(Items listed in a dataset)

++++++++++

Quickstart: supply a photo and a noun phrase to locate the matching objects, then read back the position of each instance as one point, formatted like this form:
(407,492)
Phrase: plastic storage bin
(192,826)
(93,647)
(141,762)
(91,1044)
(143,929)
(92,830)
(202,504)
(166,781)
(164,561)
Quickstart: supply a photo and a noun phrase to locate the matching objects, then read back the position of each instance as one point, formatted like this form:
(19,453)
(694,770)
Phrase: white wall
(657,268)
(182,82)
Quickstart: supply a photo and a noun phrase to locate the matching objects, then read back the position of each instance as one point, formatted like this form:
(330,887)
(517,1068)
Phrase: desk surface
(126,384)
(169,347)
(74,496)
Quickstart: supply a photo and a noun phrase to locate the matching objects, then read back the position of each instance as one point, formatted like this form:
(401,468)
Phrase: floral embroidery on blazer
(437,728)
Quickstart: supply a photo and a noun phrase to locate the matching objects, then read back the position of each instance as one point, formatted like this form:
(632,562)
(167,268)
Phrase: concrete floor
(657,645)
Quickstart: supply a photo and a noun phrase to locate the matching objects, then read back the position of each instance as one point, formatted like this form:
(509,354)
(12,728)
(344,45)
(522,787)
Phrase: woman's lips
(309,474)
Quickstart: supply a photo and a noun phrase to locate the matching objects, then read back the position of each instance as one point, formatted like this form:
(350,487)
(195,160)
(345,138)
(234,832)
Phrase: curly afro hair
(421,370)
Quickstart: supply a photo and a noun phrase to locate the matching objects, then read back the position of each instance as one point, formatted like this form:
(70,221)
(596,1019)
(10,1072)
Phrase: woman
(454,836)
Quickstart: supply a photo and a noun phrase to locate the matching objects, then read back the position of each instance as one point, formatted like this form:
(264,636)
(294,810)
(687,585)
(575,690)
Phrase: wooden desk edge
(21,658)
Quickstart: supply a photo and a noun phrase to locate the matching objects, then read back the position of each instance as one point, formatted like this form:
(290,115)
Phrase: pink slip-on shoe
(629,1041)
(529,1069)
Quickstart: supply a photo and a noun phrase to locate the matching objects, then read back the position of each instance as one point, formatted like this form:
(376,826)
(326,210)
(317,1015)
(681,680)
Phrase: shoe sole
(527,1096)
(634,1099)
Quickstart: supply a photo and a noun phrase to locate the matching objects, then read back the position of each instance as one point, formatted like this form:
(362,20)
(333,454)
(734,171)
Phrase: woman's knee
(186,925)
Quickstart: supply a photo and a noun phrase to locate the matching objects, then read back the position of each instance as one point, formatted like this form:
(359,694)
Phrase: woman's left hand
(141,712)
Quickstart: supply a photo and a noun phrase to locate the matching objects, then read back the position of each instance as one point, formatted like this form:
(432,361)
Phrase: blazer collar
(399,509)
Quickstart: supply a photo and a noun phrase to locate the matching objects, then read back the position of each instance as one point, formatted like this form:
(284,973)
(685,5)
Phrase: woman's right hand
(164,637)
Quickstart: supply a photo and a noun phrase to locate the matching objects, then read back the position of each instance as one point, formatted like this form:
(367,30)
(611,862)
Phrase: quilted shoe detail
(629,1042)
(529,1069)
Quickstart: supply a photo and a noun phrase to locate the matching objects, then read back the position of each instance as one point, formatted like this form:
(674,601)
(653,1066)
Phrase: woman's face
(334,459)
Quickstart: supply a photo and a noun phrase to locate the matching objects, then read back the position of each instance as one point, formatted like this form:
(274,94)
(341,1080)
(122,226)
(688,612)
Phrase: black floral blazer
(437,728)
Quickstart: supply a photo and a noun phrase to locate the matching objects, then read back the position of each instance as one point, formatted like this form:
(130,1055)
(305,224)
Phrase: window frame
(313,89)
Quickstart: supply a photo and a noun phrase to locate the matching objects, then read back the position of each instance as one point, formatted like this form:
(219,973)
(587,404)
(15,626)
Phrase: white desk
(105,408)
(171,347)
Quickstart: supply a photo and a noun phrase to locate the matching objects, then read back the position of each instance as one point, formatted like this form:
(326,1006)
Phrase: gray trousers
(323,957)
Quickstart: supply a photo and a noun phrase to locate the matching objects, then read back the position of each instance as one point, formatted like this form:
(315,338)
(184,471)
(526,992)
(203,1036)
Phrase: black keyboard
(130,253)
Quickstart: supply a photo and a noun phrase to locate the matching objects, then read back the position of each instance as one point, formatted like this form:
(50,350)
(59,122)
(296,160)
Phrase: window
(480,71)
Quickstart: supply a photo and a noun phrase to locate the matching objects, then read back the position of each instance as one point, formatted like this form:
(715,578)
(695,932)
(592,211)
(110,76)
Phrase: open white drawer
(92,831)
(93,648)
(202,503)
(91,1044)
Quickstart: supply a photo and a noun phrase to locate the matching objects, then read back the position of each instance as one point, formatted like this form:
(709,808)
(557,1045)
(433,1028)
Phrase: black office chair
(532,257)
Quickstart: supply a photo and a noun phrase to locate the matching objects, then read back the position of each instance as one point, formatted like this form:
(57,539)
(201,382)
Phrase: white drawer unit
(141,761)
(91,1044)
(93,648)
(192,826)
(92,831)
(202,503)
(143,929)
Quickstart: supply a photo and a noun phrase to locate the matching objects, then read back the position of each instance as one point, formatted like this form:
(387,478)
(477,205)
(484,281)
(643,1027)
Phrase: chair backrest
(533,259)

++++++++++

In full and without changes, copy the entries above.

Quickstart: supply a photo and a noun phrase to locate the matching objects, then read back the position of each instance as one point, formatted like this form:
(407,492)
Phrase: plastic storage bin
(192,826)
(93,647)
(141,762)
(91,1044)
(143,929)
(92,830)
(202,504)
(166,781)
(164,561)
Quickstart: supply a photo and a noun phrase to locate the matching objects, then read back the position of each instance as one point, formatted like this form:
(19,453)
(694,770)
Phrase: white wall
(657,268)
(182,82)
Quickstart: supply a photo and a noun phrase to locate the matching objects, then read back the position of each instance as one point, formatted like this form:
(330,887)
(517,1068)
Phrase: desk surface
(126,384)
(169,347)
(74,496)
Quickstart: supply a photo and a noun phrase to locate the matching objects, then read back the position of each instance as one point, formatted like this form:
(401,468)
Phrase: floral embroidery on blazer
(437,728)
Quickstart: supply a photo and a noun phrase to locate the matching objects, then read back the position of each instance as one point, formatted like this form:
(632,562)
(167,268)
Phrase: concrete floor
(657,645)
Quickstart: supply a photo and a noun phrase to locate the matching objects, then read back the position of each instance as one point, formatted like this form:
(509,354)
(12,728)
(344,45)
(522,787)
Phrase: woman's lips
(309,474)
Quickstart: supply a photo and a noun phrase to locate the matching objects, then read back the position of each instance as one point, formatted like this form:
(350,487)
(195,160)
(345,138)
(234,832)
Phrase: curly afro hair
(421,370)
Quickstart: supply a photo and a noun phrase to locate the matching objects, then read back the position of each instance as one point, formatted like this form:
(70,221)
(596,1019)
(10,1072)
Phrase: woman
(454,836)
Quickstart: supply a photo and a noun phrase to locate the matching objects, then read back the position of each instance as one point, formatted like this form:
(264,636)
(294,810)
(687,585)
(575,690)
Phrase: wooden desk edge
(21,658)
Quickstart: supply a photo and a noun phrase to locate the matching objects, then read back the position of each instance as one point, formatted like this form:
(290,115)
Phrase: pink slip-on shoe
(629,1041)
(529,1069)
Quickstart: supply a photo and a noun phrase to locate the matching objects, then read back the position of each instance as one point, formatted like this form:
(376,826)
(326,210)
(317,1015)
(681,680)
Phrase: shoe sole
(527,1096)
(634,1099)
Quickstart: supply a photo and a noun phrase to locate the matching objects, then read back the position of each instance as one point, formatted like this form:
(362,20)
(333,454)
(734,171)
Phrase: woman's knee
(186,925)
Quickstart: supply a photo and a noun phrase to locate the matching objects, then read back the position of each instance as one point, formatted like this form:
(359,694)
Phrase: woman's left hand
(141,712)
Quickstart: supply a photo and a noun phrase to locate the matching objects, then read back the position of each instance as one point, formatted like this form:
(432,361)
Phrase: blazer collar
(399,509)
Quickstart: supply a photo and a noun phrase to locate the matching objects, then read back the position of each instance as one point, formatted like this form:
(284,973)
(685,5)
Phrase: woman's right hand
(164,637)
Quickstart: supply a photo and a noun phrase to locate the matching objects, then read back the position of each instance as one point, formatted like this form:
(367,30)
(611,862)
Phrase: quilted shoe detail
(629,1042)
(529,1069)
Quickstart: supply a photo and a noun phrase to locate the matching objects, then read back the position of each instance as one point, formatted like this form:
(674,601)
(653,1066)
Phrase: woman's face
(334,459)
Quickstart: supply a photo and a noun phrase to locate the matching objects, then read back the position of each instance as one point, formatted like this form:
(274,94)
(341,1080)
(122,226)
(688,612)
Phrase: black floral blazer
(437,728)
Quickstart: supply a photo and a noun phrase to locate the matching objects, then read back the position of each instance as one point, formatted like this form:
(130,1055)
(305,224)
Phrase: window frame
(313,89)
Quickstart: supply a photo and a noun phrase to locate the matching objects, then read back the position of each instance as one point, formatted like this form:
(219,973)
(587,404)
(15,626)
Phrase: white desk
(105,408)
(171,347)
Quickstart: supply a photo and a noun phrase to locate the matching objects, then read back the position of each instance as one point, formatted like this form:
(326,1006)
Phrase: gray trousers
(323,957)
Quickstart: supply a photo and a noun phrase to locate the matching objects, then read back the position of each instance as one point, formatted like this form:
(315,338)
(184,471)
(526,992)
(203,1036)
Phrase: black keyboard
(130,253)
Quickstart: supply a photo and a noun phrase to locate the matching objects, then read back the position of each instance as one point, formatted like this form:
(50,350)
(59,122)
(296,160)
Phrase: window
(480,71)
Quickstart: supply a photo and a noun phrase to locate the matching objects, then read back the position of each instance as one point, formatted like this form:
(715,578)
(695,932)
(592,211)
(110,76)
Phrase: open white drawer
(92,831)
(93,648)
(202,503)
(91,1044)
Quickstart: supply a photo and a noun phrase to locate the matching objects, then read back the position of each instance as one point, formatted like this form:
(709,808)
(557,1045)
(433,1028)
Phrase: black office chair
(532,257)
Quickstart: supply a photo and a noun phrase to locate the matching objects, then read back the position of each instance as one point, formatted like this form:
(57,539)
(201,382)
Phrase: white drawer unit
(141,761)
(91,1044)
(93,648)
(192,826)
(92,831)
(202,503)
(143,929)
Quickstart: supply a photo and a noun phrase to locate the matching objects, then read back the position of each instance as one point, formatted like this form:
(387,478)
(477,205)
(484,281)
(643,1027)
Phrase: chair backrest
(533,259)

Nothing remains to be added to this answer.